** Start RECORD LIST **

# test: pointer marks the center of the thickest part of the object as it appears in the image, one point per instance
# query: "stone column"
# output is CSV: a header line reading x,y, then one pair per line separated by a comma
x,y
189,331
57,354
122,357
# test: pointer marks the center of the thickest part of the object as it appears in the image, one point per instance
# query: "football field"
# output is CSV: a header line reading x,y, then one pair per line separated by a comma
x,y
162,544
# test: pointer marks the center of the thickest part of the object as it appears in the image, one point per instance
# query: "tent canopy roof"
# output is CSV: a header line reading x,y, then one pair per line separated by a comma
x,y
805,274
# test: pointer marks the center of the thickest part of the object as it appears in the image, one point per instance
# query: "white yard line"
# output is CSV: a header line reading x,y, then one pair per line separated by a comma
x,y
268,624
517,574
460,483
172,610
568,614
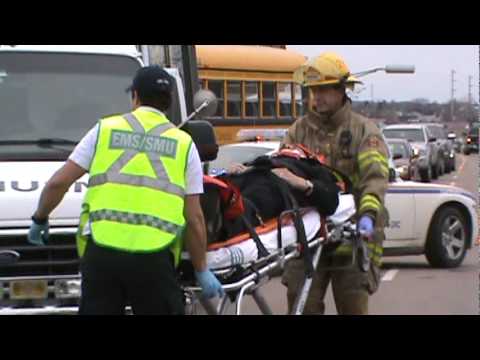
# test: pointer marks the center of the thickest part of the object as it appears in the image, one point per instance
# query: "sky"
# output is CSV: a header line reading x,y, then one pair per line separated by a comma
x,y
432,78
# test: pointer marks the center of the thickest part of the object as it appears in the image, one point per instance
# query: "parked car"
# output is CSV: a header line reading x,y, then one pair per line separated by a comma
x,y
447,151
424,145
404,159
471,140
439,221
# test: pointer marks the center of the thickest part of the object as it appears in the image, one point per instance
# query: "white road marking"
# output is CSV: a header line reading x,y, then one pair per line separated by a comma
x,y
389,275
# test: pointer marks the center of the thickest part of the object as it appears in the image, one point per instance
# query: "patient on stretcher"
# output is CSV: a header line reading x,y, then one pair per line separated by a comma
x,y
254,193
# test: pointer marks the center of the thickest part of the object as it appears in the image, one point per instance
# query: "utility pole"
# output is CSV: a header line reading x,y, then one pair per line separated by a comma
x,y
182,57
470,90
452,101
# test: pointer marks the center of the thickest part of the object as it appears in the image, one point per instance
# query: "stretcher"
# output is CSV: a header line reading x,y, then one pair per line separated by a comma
x,y
243,272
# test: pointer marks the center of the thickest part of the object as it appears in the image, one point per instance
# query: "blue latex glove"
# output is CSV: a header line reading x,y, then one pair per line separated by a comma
x,y
210,285
365,226
38,234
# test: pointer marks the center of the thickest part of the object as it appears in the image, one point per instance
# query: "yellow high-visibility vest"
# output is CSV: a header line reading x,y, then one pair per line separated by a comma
x,y
135,196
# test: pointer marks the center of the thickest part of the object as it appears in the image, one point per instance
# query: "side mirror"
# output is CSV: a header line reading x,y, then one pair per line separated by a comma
x,y
203,136
8,257
392,176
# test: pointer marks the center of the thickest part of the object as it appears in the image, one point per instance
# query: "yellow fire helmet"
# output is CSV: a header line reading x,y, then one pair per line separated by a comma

** End RECORD LIST **

Write out the full set of lines verbatim, without the pictures.

■ **EXPECTED ANSWER**:
# test: pointer marks the center of the thickest part of the object as it appears in the image, one point per instance
# query: "stone column"
# output is CSV: a header line reading x,y, then one pair per line separated by a comma
x,y
189,331
57,354
122,357
# test: pointer marks the center of the thickest part of the object as it appears in the image, one point per instance
# query: "football field"
# output is CSV: a header line reading x,y, then one pair per line separated by a comma
x,y
162,544
# test: pointer marks the center of the thickest part of the object as it appears in the image, one point per instance
# query: "tent canopy roof"
# output is CSV: a header line reading x,y, then one pair per line separated by a comma
x,y
805,274
# test: pointer marks the center of the thickest part of the object as it appears in the image, one point per instance
# query: "white yard line"
# output is CSV: a header line reading x,y, then one pair per line separated by a comma
x,y
268,624
517,574
460,483
172,610
568,614
# test: pointer marks the center of the thickest part of the object as it appears in the image, one point per instance
# query: "sky"
# output is CSV: a header line reading x,y, then one pair per line separated by a comma
x,y
432,78
# test: pointer marks the center of the thickest part of the object as it appears in the image, one point per instance
# query: "parked car"
# output is CSV: a header line reading x,y, then one pair per line separated by a comma
x,y
447,151
424,145
404,159
471,140
439,221
# test: pointer marks the center of the thickest part of the object as it appears in the image, one point per instance
# query: "white road marking"
# output is CSV: a header line reading x,y, then one pair per line separated by a comma
x,y
389,275
# test: pointer marks the center of the thickest part of the object as it appears in the image, one point per instance
# query: "patient on stretcher"
# output is CSV: a header line reading x,y, then one pair per line separated by a comma
x,y
254,193
# test: pointer marks the center of the thickest part of the object as it appears in the image, one point per instance
# query: "utility pole"
# output is CSV: a header line reading x,y, then one pair per line separated by a comma
x,y
182,57
470,90
452,101
# test: pointer marks the center of the thickest part of the object as it appears in the image, one point per instance
# query: "stretcher"
# output is CSV: a header line reading x,y, then one pair per line separated by a comma
x,y
243,272
# test: pointer marks the center of the thickest part of the object as it appears in the image, one point per instance
# query: "blue latex glove"
# output is CSV: a header line reading x,y, then one pair per line separated by a comma
x,y
210,285
365,226
38,234
# test: pointer marks the center of the thickest part of the object as it appears in the image, one point per instance
# query: "yellow high-visibility vest"
# output is CSV: a header line reading x,y, then one pair per line separated by a comma
x,y
135,196
# test: pointer marks the center of the thickest part of the object as it appears in the image, one point per instance
# query: "side mirror"
# output is CSV: a header line reading x,y, then one pair per line separated by a comma
x,y
203,136
8,257
392,176
# test: pointer marks the center of the thickest part of the object as it appears in the image, one point per instance
# query: "yellow fire helmet"
# output is CSV: a header line reading x,y, then one pair per line separated by a comma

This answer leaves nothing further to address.